Text block:
━━━━━━━━━━━━━━━━━━━━
# Power Window Switch??



## KatieJ (Oct 29, 2007)

I've got a 2000 Jeep Cherokee Sport (4.0L, 6 cyl). I bought it used but have loved and cared for it. A few months ago, the front passenger window stopped working. I knew it was electrical because the driver's side window switch also would not work, and there hadn't been any "dying" sounds of the power window's motor. 

I didn't want to deal with the hassle -- I'm handy and have some good help, but electrics can get messy -- and I'm usually the only one in the car anyhow. I had a passenger in the car this Saturday and after months of not working, the window functioned...for a second. Needless to say, my unwitting passenger put the window down but as soon as I said to put it up (hoping to get it closed before the wiring had shifted again), it was too late.

I pulled the door panel, checked the switch (fine) and couldn't find anything in the wiring. I took it to a mechanic (not my regular guy, because unfortunately I'm away from home). They checked the switch and the motor, also determined that it was something electrical.

After ages, he called to tell me it was a problem with the ground wire, that they would replace it. Sounds good. He called me an hour after that saying that when they put in a new ground wire, it blew the switch. The switch, not the fuse. How can that be?

The switch has to be ordered from the dealer, but it seems to me like the technician did something wrong with the wiring, so I don't want to let him put in a new switch if he's just going to blow that one too. I'm open to any answers!

Thanks


----------



## redhawk56 (Oct 29, 2007)

I have a similar problem. My 1998 Cherokee Sport sometimes the windows will work and sometimes they wont. They always work from the main control by the driver. This turned out to be the plug for the wiring harness in the passenger door. It works lose over time and causes this intermittent problem. I would guess your problem is the wiring harness in the drivers door. It probably worked lose and is causing the problem. I assume that you took the door panel off the passenger door? Try the drivers door and see if the problem is in there.

Hope this helps.

Edit.........I always have that kind of work done at the local glass company. They are much better then the dealer on power windows.


----------



## KatieJ (Oct 29, 2007)

Thanks, Red  Will give that a try this weekend.


----------



## jaggerwild (May 21, 2007)

KatieJ said:


> I've got a 2000 Jeep Cherokee Sport (4.0L, 6 cyl). I bought it used but have loved and cared for it. A few months ago, the front passenger window stopped working. I knew it was electrical because the driver's side window switch also would not work, and there hadn't been any "dying" sounds of the power window's motor.
> 
> I didn't want to deal with the hassle -- I'm handy and have some good help, but electrics can get messy -- and I'm usually the only one in the car anyhow. I had a passenger in the car this Saturday and after months of not working, the window functioned...for a second. Needless to say, my unwitting passenger put the window down but as soon as I said to put it up (hoping to get it closed before the wiring had shifted again), it was too late.
> 
> ...



Simply he put a ground on a wire that has alternating current and as soon as he went the opposite direction with the switch it blew. Doesn't say much for him needless to say..........
Usually it's just a switch to fix this, as here in NY state a lot of water(snow/rain) gets on the switches from opening nd closing too.


----------
━━━━━━━━━━━━━━━━━━━━
Information given:

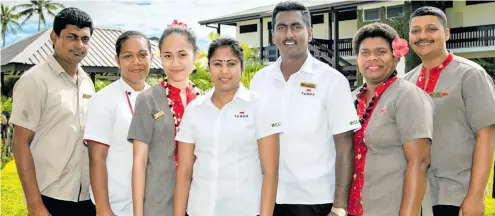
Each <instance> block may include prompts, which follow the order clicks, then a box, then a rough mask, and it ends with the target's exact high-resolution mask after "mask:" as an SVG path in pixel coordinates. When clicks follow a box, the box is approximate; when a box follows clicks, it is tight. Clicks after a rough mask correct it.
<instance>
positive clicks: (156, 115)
mask: <svg viewBox="0 0 495 216" xmlns="http://www.w3.org/2000/svg"><path fill="white" fill-rule="evenodd" d="M164 114H165V113H163V111H160V112H157V113H155V114H154V115H153V120H155V119H157V118H160V117H161V116H163V115H164Z"/></svg>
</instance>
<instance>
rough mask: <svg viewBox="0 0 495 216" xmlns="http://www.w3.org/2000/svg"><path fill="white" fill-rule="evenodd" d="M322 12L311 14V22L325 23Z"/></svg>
mask: <svg viewBox="0 0 495 216" xmlns="http://www.w3.org/2000/svg"><path fill="white" fill-rule="evenodd" d="M323 17H324V16H323V14H320V15H311V24H313V25H314V24H322V23H325V20H324V19H323Z"/></svg>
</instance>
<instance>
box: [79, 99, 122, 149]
mask: <svg viewBox="0 0 495 216" xmlns="http://www.w3.org/2000/svg"><path fill="white" fill-rule="evenodd" d="M109 101H111V100H109V99H107V98H105V97H104V95H102V94H98V93H96V95H94V96H93V97H91V99H90V100H89V101H88V105H87V114H86V126H85V128H84V140H85V141H87V142H89V141H93V142H97V143H102V144H106V145H110V144H111V143H110V139H111V138H110V137H111V135H112V129H113V126H114V122H115V114H114V112H113V111H112V109H113V107H112V106H109V104H108V102H109ZM114 103H115V102H114ZM112 104H113V103H112Z"/></svg>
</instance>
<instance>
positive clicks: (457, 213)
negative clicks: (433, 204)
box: [433, 205, 461, 216]
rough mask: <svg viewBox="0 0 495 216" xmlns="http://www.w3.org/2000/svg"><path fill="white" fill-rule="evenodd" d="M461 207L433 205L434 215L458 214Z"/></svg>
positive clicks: (440, 205) (446, 215) (444, 205)
mask: <svg viewBox="0 0 495 216" xmlns="http://www.w3.org/2000/svg"><path fill="white" fill-rule="evenodd" d="M460 210H461V207H459V206H449V205H436V206H433V215H434V216H458V215H459V211H460Z"/></svg>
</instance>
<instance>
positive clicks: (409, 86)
mask: <svg viewBox="0 0 495 216" xmlns="http://www.w3.org/2000/svg"><path fill="white" fill-rule="evenodd" d="M407 84H409V83H407ZM408 87H409V89H407V90H406V91H405V92H404V94H401V95H399V97H398V98H397V100H398V101H397V104H396V106H395V121H396V124H397V131H398V132H399V137H400V141H401V143H402V144H404V143H406V142H409V141H412V140H415V139H421V138H428V139H431V138H432V133H433V101H432V100H431V98H430V97H429V96H428V95H427V94H426V93H425V92H424V91H423V90H421V89H420V88H418V87H416V86H412V84H411V85H409V86H408Z"/></svg>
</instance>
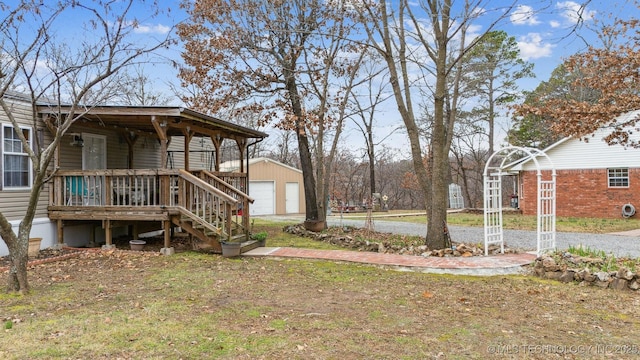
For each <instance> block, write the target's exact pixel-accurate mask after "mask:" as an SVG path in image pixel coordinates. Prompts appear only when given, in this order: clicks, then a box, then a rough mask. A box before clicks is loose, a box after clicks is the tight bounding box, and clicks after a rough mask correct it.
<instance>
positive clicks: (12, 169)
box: [2, 125, 31, 189]
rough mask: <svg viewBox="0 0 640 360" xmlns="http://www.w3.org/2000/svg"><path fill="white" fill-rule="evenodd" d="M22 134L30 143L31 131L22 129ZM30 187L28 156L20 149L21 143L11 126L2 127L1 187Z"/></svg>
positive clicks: (30, 138) (30, 168)
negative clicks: (1, 184)
mask: <svg viewBox="0 0 640 360" xmlns="http://www.w3.org/2000/svg"><path fill="white" fill-rule="evenodd" d="M22 134H23V135H24V137H25V138H26V139H27V141H29V143H31V129H28V128H23V129H22ZM30 185H31V166H30V163H29V156H28V155H27V153H26V152H25V151H24V149H23V148H22V141H20V138H19V137H18V133H16V131H15V130H14V129H13V126H11V125H4V126H3V127H2V186H3V188H5V189H6V188H28V187H29V186H30Z"/></svg>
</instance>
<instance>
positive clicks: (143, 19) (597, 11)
mask: <svg viewBox="0 0 640 360" xmlns="http://www.w3.org/2000/svg"><path fill="white" fill-rule="evenodd" d="M503 1H504V2H507V0H493V1H491V2H489V3H488V4H490V5H491V6H503ZM0 2H2V0H0ZM11 2H12V1H9V3H11ZM460 2H461V0H458V1H456V3H457V4H459V3H460ZM509 3H510V2H509ZM542 3H544V4H547V6H546V7H545V8H544V9H543V10H542V11H540V5H541V4H542ZM580 3H582V1H580V2H578V1H571V0H569V1H545V0H523V1H519V2H518V5H517V9H516V11H514V12H512V13H511V16H510V17H508V18H507V19H504V20H503V21H502V22H501V23H500V24H499V25H498V26H497V28H496V30H504V31H506V32H507V33H508V34H509V35H511V36H514V37H515V38H516V40H517V42H518V46H519V48H520V51H521V56H522V58H523V59H525V60H527V61H530V62H533V63H534V64H535V67H534V72H535V73H536V78H535V79H530V80H527V81H523V82H521V86H523V90H533V89H534V88H535V87H536V86H537V85H538V84H539V82H540V81H545V80H547V79H548V78H549V75H550V74H551V72H552V71H553V69H554V68H556V67H557V66H558V65H559V64H561V63H562V61H563V59H564V58H566V57H568V56H570V55H572V54H574V53H576V52H579V51H582V50H584V49H585V48H586V47H587V45H588V44H595V45H597V40H595V36H594V32H593V30H594V29H595V28H597V27H598V26H599V24H600V23H602V22H605V23H606V22H611V20H610V17H609V15H610V14H612V15H613V16H614V17H623V18H624V17H627V18H628V17H636V18H638V17H640V14H639V13H638V9H637V8H636V7H635V6H634V5H633V4H629V1H625V0H622V1H615V0H591V1H589V3H588V5H587V6H586V8H584V9H582V10H581V8H580ZM115 4H121V3H118V2H116V3H115ZM160 4H161V5H160V6H161V7H163V10H164V11H163V12H162V14H160V15H159V16H158V17H151V16H150V14H148V13H146V11H147V10H146V8H145V7H143V6H139V4H136V7H134V9H133V11H132V15H133V16H135V17H136V18H137V20H138V21H139V26H138V29H137V31H136V36H139V37H140V40H141V41H144V40H145V39H150V38H155V37H162V36H165V35H166V34H167V32H168V31H169V30H170V29H171V28H172V26H173V25H174V24H176V23H178V22H180V21H182V20H184V19H185V18H186V14H185V13H184V11H182V9H180V7H179V4H180V1H179V0H164V1H160ZM115 6H118V5H115ZM578 14H580V15H581V17H582V18H581V19H579V17H578ZM74 16H76V14H73V13H71V14H68V15H67V16H66V17H65V18H63V19H61V21H59V22H58V23H57V24H55V25H56V27H55V29H51V30H53V31H55V32H57V33H58V34H59V35H61V36H62V37H64V38H67V39H69V40H70V41H79V40H82V39H87V38H89V37H91V32H90V31H83V30H82V29H80V28H78V21H77V20H78V19H77V18H74ZM579 20H580V21H581V24H582V25H581V26H580V27H579V28H577V31H576V32H574V31H573V30H574V29H576V28H575V25H576V23H577V22H578V21H579ZM69 24H74V25H73V26H69ZM476 26H477V28H476V29H475V31H477V32H483V31H485V30H486V29H483V28H482V27H483V26H486V25H485V24H483V23H482V22H481V21H479V22H478V23H477V24H476ZM181 51H182V48H181V46H175V47H173V48H171V49H168V50H165V51H163V52H162V54H161V55H162V57H161V58H159V59H158V60H157V61H151V62H149V63H148V64H146V65H145V73H146V74H147V75H148V76H150V77H151V79H152V80H153V81H154V82H155V85H156V88H157V89H158V91H163V92H165V93H167V94H170V93H171V91H170V86H169V85H168V84H169V83H172V84H175V85H178V84H179V80H178V77H177V70H175V69H174V68H173V67H171V66H170V65H169V64H168V61H167V60H176V61H180V52H181ZM178 104H179V103H178V102H177V101H176V102H175V103H173V105H178ZM396 113H397V110H396V108H395V105H393V104H390V105H389V106H387V107H386V110H385V111H384V112H383V113H381V115H380V116H381V118H383V119H384V120H381V123H382V122H386V125H384V124H381V126H382V130H381V133H385V132H388V131H389V129H391V128H394V127H396V126H397V125H398V122H399V120H398V119H399V117H398V116H397V114H396ZM385 126H386V128H385ZM348 133H349V132H348ZM350 133H352V134H353V130H352V131H351V132H350ZM380 137H382V136H380ZM398 141H399V142H405V141H406V140H404V141H402V140H398ZM394 142H395V141H394Z"/></svg>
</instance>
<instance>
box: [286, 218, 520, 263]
mask: <svg viewBox="0 0 640 360" xmlns="http://www.w3.org/2000/svg"><path fill="white" fill-rule="evenodd" d="M282 230H283V231H284V232H286V233H289V234H294V235H296V236H303V237H307V238H311V239H314V240H317V241H324V242H327V243H330V244H333V245H337V246H341V247H344V248H349V249H353V250H358V251H372V252H379V253H385V254H400V255H415V256H437V257H450V256H462V257H469V256H484V244H481V243H477V244H469V243H462V242H455V241H453V242H451V245H452V247H451V248H446V249H429V248H428V247H427V246H426V245H424V240H423V239H420V238H419V237H417V236H406V235H398V234H392V233H383V232H377V231H370V230H366V229H362V228H357V227H352V226H343V227H341V226H332V227H329V228H328V229H326V230H324V231H322V232H313V231H308V230H306V229H305V228H304V225H302V224H297V225H288V226H285V227H284V228H283V229H282ZM504 252H505V254H517V253H521V252H522V250H519V249H513V248H509V247H508V246H506V245H505V247H504ZM488 253H489V254H490V255H496V254H498V253H500V246H498V245H490V246H489V251H488Z"/></svg>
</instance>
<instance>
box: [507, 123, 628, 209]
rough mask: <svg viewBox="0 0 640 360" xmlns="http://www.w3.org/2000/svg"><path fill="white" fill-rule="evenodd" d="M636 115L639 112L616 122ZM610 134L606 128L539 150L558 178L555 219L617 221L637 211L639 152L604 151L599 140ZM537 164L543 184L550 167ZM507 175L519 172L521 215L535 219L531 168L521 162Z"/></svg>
mask: <svg viewBox="0 0 640 360" xmlns="http://www.w3.org/2000/svg"><path fill="white" fill-rule="evenodd" d="M638 115H640V111H635V112H631V113H628V114H625V115H622V116H621V117H625V118H628V117H630V116H638ZM620 120H624V119H622V118H620ZM610 132H611V128H603V129H600V130H598V131H596V132H595V133H594V134H593V135H592V136H591V137H590V138H589V139H588V141H584V140H580V139H576V138H564V139H562V140H560V141H558V142H556V143H555V144H553V145H551V146H549V147H548V148H546V149H545V150H544V152H545V153H546V154H547V155H548V156H549V158H550V159H551V162H553V167H555V169H556V173H557V177H556V215H557V216H566V217H592V218H620V217H623V212H625V214H624V215H625V217H627V216H629V214H630V213H631V212H633V210H634V209H640V149H637V148H632V147H626V148H625V147H623V146H621V145H608V144H607V143H606V142H605V141H604V140H603V138H604V136H605V135H607V134H609V133H610ZM631 136H634V137H640V134H638V135H636V134H635V132H632V134H631ZM538 160H539V163H540V168H541V169H542V177H543V180H549V179H550V178H551V171H550V170H548V169H551V164H549V161H548V160H546V159H544V157H540V158H538ZM511 170H516V171H518V190H519V191H518V196H519V199H518V200H519V207H520V210H521V211H522V213H523V214H525V215H535V214H536V205H537V197H536V191H537V177H536V166H535V164H534V162H533V161H531V160H528V161H523V162H522V163H519V164H517V165H515V166H514V167H512V168H511ZM639 216H640V215H633V216H631V217H632V218H638V217H639Z"/></svg>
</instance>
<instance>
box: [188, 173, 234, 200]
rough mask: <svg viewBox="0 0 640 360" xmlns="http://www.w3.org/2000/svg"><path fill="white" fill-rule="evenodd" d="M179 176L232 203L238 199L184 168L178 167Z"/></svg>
mask: <svg viewBox="0 0 640 360" xmlns="http://www.w3.org/2000/svg"><path fill="white" fill-rule="evenodd" d="M180 177H182V178H183V179H185V180H187V181H189V182H190V183H192V184H194V185H197V186H200V187H203V188H205V189H206V190H207V191H210V192H212V193H215V194H216V195H218V196H220V197H221V198H223V199H224V200H225V201H227V202H230V203H232V204H237V203H239V202H240V201H239V200H237V199H235V198H234V197H233V196H230V195H228V194H227V193H225V192H224V191H222V190H220V189H218V188H216V187H215V186H213V185H211V184H209V183H208V182H206V181H204V180H202V179H200V178H199V177H197V176H195V175H193V174H191V173H190V172H188V171H186V170H184V169H180Z"/></svg>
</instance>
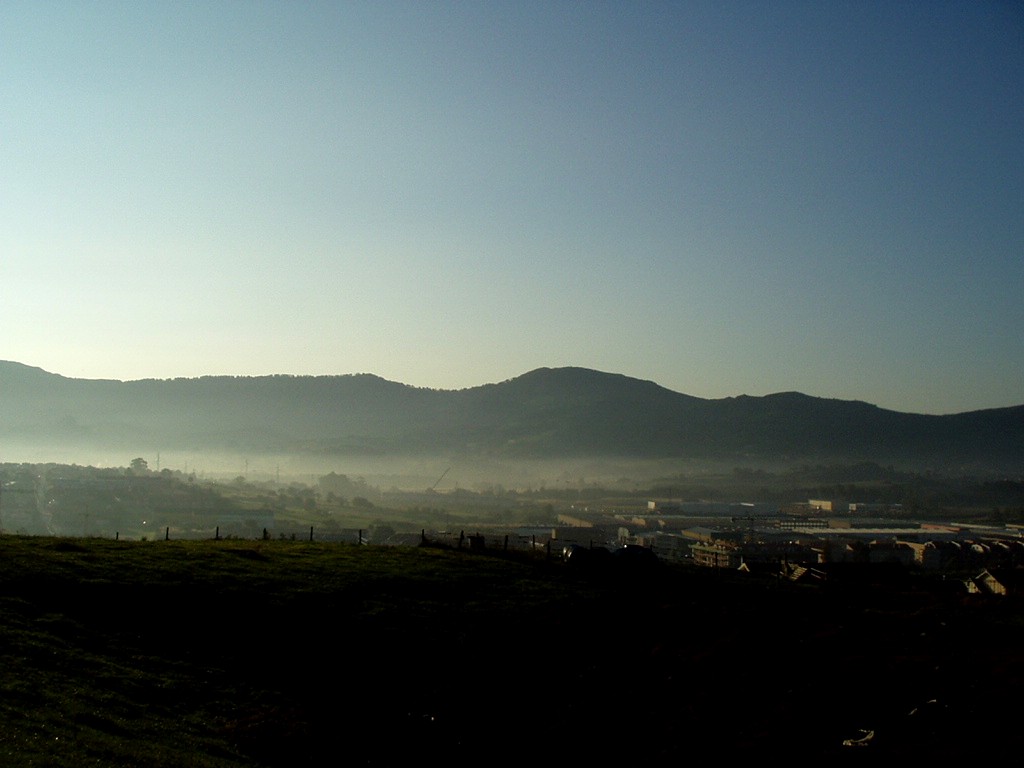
━━━━━━━━━━━━━━━━━━━━
Description of the task:
From the power window switch thread above, transcribe everything from "After ages, he" down to "redhawk56 (Oct 29, 2007)".

Written reply:
After ages, he called to tell me it was a problem with the ground wire, that they would replace it. Sounds good. He called me an hour after that saying that when they put in a new ground wire, it blew the switch. The switch, not the fuse. How can that be?

The switch has to be ordered from the dealer, but it seems to me like the technician did something wrong with the wiring, so I don't want to let him put in a new switch if he's just going to blow that one too. I'm open to any answers!

Thanks


----------



## redhawk56 (Oct 29, 2007)